OBJECTIVE — Resume the piece on possible reasons we haven't found intelligent alien life, writing on from its final sentence.

SOURCE —
◇ ◇ ◇ ◇ ◇
Possibility 6) There’s plenty of activity and noise out there, but our technology is too primitive and we’re listening for the wrong things. Like walking into a modern-day office building, turning on a walkie-talkie, and when you hear no activity (which of course you wouldn’t hear because everyone’s texting, not using walkie-talkies), determining that the building must be empty. Or maybe, as Carl Sagan has pointed out, it could be that our minds work exponentially faster or slower than another form of intelligence out there—e.g. it takes them 12 years to say “Hello,” and when we hear that communication, it just sounds like white noise to us.

Possibility 7) We are receiving contact from other intelligent life, but the government is hiding it.This is an idiotic theory, but I had to mention it because it’s talked about so much.

Possibility 8) Higher civilizations are aware of us and observing us but concealing themselves from us (AKA the “Zoo Hypothesis”). As far as we know, super-intelligent civilizations exist in a tightly-regulated galaxy, and our Earth is treated like part of a vast and protected national park, with a strict “Look but don’t touch” rule for planets like ours. We wouldn’t be aware of them, because if a far smarter species wanted to observe us, it would know how to easily do so without us noticing. Maybe there’s a rule similar to the Star Trek’s “Prime Directive” which prohibits super-intelligent beings from making any open contact with lesser species like us or revealing themselves in any way, until the lesser species has reached a certain level of intelligence.

Possibility 9) Higher civilizations are here, all around us, but we’re too primitive to perceive them.Michio Kaku sums it up like this:

Lets say we have an ant hill in the middle of the forest. And right next to the ant hill, they’re building a ten-lane super-highway. And the question is “Would the ants be able to understand what a ten-lane super-highway is? Would the ants be able to understand the technology and the intentions of the beings building the highway next to them?”

So it’s not that we can’t pick up the signals from Planet X using our technology, it’s that we can’t even comprehend what the beings from Planet X are or what they’re trying to do. It’s so beyond us that even if they really wanted to enlighten us, it would be like trying to teach ants about the internet.

Along those lines, this may also be an answer to “Well if there are so many fancy Type III Civilizations, why haven’t they contacted us yet?” To answer that, let’s ask ourselves—when Pizarro made his way into Peru, did he stop for a while at an anthill to try to communicate? Was he magnanimous, trying to help the ants in the anthill? Did he become hostile and slow his original mission down in order to smash the anthill apart? Or was the anthill of complete and utter and eternal irrelevance to Pizarro? That might be our situation here.

Possibility 10) We’re completely wrong about our reality. There are a lot of ways we could just betotally off with everything we think. The universe might appear one way and be something else entirely, like a hologram. Or maybe we’re the aliens and we were planted here as an experiment or as a form of fertilizer. There’s even a chance that we’re all part of a computer simulation by some researcher from another world, and other forms of life simply weren’t programmed into the simulation.[3]



As we continue along with our possibly-futile search for extraterrestrial intelligence, I’m not really sure what I’m rooting for. Frankly, learning either that we’re officially alone in the universe or that we’re officially joined by others would be creepy, which is a theme with all of the surreal storylines listed above—whatever the truth actually is, it’s mindblowing.
◇ ◇ ◇ ◇ ◇
EXTRACTED RECORDS —
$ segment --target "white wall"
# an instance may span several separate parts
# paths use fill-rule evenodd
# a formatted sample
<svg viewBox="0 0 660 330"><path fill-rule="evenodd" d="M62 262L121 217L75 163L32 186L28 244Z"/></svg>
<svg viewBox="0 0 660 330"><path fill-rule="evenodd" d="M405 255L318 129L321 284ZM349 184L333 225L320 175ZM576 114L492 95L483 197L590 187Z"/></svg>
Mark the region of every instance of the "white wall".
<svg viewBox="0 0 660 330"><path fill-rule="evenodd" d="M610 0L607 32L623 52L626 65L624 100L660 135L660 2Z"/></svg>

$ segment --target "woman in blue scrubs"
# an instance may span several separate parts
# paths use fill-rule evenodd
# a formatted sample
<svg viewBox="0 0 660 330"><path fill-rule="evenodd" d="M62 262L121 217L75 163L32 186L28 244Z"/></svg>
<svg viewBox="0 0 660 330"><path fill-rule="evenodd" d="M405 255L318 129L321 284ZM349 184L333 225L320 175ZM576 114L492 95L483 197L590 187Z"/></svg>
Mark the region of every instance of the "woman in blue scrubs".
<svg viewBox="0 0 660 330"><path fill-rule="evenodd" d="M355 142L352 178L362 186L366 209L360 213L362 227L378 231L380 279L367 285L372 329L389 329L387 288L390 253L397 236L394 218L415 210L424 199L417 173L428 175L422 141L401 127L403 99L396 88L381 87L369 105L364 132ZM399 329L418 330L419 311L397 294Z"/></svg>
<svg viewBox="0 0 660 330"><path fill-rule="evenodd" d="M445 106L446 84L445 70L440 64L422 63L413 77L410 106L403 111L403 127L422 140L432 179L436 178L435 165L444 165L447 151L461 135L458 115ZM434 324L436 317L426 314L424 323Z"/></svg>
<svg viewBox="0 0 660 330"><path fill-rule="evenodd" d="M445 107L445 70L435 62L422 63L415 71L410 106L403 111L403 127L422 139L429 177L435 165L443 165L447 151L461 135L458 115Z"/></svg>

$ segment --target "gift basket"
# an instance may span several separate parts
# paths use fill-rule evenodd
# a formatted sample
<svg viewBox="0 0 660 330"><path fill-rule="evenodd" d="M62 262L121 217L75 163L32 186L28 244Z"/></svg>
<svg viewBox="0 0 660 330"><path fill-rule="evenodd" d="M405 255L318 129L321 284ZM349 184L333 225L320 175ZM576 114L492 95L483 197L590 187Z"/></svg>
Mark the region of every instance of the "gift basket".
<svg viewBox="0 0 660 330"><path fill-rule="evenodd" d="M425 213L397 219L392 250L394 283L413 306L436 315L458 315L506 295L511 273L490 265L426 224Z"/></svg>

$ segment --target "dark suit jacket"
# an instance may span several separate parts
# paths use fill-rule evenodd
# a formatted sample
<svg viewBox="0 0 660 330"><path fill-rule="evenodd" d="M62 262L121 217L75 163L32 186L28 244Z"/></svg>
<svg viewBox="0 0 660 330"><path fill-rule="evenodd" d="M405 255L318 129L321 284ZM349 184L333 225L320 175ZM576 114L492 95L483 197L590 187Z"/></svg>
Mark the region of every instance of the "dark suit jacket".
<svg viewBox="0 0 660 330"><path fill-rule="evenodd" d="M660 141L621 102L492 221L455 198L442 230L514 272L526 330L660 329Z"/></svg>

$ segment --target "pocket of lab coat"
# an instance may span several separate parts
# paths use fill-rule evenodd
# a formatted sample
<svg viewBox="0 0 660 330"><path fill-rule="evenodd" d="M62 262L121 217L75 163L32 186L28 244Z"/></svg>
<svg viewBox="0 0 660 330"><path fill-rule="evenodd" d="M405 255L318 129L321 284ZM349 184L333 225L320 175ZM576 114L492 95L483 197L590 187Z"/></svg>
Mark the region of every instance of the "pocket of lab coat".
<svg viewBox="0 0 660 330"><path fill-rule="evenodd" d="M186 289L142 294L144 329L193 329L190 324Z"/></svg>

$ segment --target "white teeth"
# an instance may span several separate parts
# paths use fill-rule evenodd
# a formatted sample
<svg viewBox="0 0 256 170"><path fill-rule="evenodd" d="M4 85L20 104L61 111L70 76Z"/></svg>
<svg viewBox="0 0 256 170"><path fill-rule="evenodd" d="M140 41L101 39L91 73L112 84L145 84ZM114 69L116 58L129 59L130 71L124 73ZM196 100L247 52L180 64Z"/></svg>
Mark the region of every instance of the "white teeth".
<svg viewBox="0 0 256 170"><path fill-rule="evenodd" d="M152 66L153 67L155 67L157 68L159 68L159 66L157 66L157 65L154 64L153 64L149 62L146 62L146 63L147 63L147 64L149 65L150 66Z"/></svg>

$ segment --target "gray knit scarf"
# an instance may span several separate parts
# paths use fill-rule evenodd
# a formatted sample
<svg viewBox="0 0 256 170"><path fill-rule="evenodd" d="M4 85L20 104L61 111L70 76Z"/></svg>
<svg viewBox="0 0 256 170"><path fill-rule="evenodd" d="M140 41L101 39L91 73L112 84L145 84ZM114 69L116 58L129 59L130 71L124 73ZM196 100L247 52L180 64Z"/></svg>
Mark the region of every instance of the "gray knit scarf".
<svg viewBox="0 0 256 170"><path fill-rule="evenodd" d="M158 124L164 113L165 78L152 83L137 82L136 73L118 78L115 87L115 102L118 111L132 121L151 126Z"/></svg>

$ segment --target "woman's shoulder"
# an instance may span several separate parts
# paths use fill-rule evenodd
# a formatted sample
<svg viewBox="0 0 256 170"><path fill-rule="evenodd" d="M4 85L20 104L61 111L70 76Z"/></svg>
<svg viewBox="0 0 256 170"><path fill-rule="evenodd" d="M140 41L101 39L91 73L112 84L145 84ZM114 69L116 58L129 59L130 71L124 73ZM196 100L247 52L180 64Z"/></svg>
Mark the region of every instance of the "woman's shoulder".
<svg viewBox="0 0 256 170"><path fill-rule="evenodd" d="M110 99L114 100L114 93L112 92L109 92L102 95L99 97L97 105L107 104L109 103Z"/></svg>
◇ ◇ ◇ ◇ ◇
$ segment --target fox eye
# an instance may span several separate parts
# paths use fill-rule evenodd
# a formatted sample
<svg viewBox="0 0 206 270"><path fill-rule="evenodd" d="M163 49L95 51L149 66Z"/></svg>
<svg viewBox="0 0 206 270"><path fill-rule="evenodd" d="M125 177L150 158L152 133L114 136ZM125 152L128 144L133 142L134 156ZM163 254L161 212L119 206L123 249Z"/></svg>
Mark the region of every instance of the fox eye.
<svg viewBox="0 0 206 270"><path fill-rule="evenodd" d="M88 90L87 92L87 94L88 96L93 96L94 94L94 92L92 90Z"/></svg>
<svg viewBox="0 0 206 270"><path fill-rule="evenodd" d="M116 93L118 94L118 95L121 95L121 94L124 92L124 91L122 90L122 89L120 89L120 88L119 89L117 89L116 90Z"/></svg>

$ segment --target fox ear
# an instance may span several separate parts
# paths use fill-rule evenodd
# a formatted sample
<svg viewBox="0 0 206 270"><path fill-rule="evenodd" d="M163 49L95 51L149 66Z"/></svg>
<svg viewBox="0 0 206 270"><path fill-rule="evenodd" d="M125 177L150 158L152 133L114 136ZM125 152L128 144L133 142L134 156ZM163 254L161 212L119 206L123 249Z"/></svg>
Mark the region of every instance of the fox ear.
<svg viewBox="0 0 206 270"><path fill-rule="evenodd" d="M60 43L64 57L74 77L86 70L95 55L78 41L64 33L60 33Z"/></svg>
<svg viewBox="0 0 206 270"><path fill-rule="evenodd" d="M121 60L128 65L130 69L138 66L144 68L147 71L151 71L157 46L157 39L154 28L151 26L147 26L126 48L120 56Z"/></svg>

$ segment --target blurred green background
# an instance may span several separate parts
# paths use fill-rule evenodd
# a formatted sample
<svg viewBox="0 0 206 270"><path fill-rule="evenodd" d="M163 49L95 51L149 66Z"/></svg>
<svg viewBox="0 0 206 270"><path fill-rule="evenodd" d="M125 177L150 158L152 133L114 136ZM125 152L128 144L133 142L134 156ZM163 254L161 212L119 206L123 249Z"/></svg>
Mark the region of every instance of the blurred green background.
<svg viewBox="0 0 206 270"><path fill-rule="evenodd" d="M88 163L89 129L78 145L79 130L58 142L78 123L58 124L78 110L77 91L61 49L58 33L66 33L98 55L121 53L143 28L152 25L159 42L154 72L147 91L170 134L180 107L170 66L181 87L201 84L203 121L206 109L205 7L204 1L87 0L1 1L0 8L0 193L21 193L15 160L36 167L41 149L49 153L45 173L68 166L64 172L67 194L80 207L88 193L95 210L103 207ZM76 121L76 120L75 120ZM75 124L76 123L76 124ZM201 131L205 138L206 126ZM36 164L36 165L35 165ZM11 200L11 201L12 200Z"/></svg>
◇ ◇ ◇ ◇ ◇
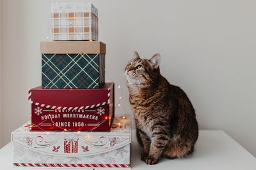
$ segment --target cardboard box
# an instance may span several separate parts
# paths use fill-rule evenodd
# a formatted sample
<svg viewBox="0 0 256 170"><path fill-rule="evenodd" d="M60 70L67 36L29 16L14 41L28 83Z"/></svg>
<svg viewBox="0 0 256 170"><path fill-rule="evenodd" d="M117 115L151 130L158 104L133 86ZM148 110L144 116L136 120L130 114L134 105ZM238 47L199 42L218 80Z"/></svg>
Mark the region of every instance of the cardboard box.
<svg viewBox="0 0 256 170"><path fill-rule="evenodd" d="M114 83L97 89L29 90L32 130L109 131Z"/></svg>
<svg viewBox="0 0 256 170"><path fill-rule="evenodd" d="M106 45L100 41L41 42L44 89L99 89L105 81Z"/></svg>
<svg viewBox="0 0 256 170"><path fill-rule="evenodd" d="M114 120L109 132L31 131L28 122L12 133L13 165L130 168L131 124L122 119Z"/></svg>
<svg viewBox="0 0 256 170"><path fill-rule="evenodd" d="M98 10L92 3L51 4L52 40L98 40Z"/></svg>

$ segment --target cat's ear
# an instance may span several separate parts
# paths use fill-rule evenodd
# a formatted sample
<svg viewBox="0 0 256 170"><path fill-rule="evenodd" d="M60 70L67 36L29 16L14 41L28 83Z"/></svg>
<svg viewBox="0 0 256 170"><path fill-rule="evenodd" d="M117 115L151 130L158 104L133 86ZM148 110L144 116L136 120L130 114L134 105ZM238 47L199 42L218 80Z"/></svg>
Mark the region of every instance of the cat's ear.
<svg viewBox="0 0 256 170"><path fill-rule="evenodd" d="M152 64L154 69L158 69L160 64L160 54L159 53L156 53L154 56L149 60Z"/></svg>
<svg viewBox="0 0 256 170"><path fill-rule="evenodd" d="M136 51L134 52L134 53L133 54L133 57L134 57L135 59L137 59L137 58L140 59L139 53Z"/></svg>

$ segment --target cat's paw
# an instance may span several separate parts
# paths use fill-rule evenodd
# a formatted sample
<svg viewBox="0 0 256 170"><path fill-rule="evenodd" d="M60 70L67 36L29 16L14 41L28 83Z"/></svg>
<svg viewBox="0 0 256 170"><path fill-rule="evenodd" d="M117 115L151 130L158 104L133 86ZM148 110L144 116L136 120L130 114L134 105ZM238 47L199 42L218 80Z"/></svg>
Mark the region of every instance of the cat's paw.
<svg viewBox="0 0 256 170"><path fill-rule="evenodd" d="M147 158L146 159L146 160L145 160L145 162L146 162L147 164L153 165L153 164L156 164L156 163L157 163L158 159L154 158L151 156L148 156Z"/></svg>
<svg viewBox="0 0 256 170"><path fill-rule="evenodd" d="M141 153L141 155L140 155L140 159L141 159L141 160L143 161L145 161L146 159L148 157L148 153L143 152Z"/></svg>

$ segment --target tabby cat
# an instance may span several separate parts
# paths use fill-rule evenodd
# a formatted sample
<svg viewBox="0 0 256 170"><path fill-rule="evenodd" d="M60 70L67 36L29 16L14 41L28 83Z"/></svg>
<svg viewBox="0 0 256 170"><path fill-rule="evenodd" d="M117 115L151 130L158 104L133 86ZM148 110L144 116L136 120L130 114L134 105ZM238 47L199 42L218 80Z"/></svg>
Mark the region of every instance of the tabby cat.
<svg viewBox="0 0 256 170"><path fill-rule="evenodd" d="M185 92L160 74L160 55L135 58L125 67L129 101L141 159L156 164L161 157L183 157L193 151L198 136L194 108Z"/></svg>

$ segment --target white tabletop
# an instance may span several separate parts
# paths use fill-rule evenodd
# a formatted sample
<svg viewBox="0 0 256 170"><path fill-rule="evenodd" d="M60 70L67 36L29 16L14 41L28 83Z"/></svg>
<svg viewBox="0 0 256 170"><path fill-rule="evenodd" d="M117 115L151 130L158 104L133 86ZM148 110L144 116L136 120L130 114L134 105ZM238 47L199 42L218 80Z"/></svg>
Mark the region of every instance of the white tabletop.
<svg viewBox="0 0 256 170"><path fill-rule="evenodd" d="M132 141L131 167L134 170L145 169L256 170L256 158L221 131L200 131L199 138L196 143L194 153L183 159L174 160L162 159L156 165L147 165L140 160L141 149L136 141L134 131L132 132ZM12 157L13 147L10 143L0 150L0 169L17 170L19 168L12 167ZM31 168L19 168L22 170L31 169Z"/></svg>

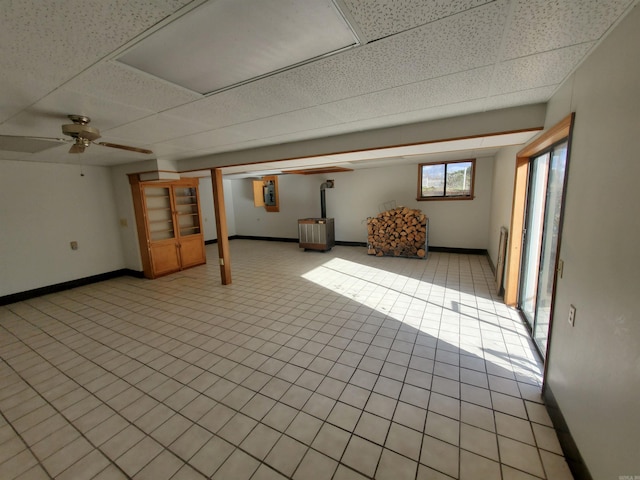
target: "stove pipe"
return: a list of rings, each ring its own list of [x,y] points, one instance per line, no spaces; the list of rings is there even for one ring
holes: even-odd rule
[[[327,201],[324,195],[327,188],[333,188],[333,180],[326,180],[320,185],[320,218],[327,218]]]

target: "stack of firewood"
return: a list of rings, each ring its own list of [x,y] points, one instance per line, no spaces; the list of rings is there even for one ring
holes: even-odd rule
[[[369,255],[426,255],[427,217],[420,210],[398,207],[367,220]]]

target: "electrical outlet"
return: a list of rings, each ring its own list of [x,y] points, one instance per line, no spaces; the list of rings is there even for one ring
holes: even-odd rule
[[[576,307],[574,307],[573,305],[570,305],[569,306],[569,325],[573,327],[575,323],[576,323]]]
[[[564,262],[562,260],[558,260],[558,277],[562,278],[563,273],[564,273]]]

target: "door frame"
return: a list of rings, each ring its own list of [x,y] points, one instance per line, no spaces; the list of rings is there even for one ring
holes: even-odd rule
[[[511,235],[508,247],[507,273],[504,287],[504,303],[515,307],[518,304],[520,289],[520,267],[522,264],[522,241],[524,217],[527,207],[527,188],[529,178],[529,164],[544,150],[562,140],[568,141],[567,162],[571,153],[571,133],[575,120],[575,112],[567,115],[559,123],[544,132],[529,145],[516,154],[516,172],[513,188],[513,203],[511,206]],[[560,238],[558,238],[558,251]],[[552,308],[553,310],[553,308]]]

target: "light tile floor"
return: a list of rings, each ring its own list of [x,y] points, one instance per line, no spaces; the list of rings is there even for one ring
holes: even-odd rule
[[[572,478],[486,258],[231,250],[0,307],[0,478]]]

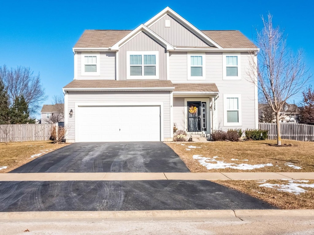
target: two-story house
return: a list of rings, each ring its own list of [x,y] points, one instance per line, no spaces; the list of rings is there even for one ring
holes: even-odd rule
◇ ◇ ◇ ◇ ◇
RESULT —
Beyond its shocking science fiction component, The Fermi Paradox also leaves me with a deep humbling. Not just the normal “Oh yeah, I’m microscopic and my existence lasts for three seconds” humbling that thinking about the universe always triggers. The Fermi Paradox brings out a sharper, more personal humbling, one that can only happen after spending hours of research hearing your species’ most renowned scientists present insane theories, change their minds again and again, and wildly contradict each other—reminding us that future generations will look at us in the same way we see the ancient people who were sure that the stars were the underside of the dome of heaven, and they’ll think “Wow they really had no idea what was going on.”

Compounding all of this is the blow to our species’ self-esteem that comes with all of this talk about Type II and III Civilizations. Here on Earth, we’re the king of our little castle, proud ruler of the huge group of imbeciles who share the planet with us. And in this bubble with no competition and no one to judge us, it’s rare that we’re ever confronted with the concept of being a dramatically inferior species to anyone. But after spending a lot of time with Type II and III Civilizations over the past week, our power and pride are seeming a bit David Brent-esque.

That said, given that my normal outlook is that humanity is a lonely orphan on a tiny rock in the middle of a desolate universe, the humbling fact that we’re probably not as smart as we think we are, and the possibility that a lot of what we’re sure about might be wrong, sounds wonderful. It opens the door just a crack that maybe, just maybe, there might be more to the story than we realize.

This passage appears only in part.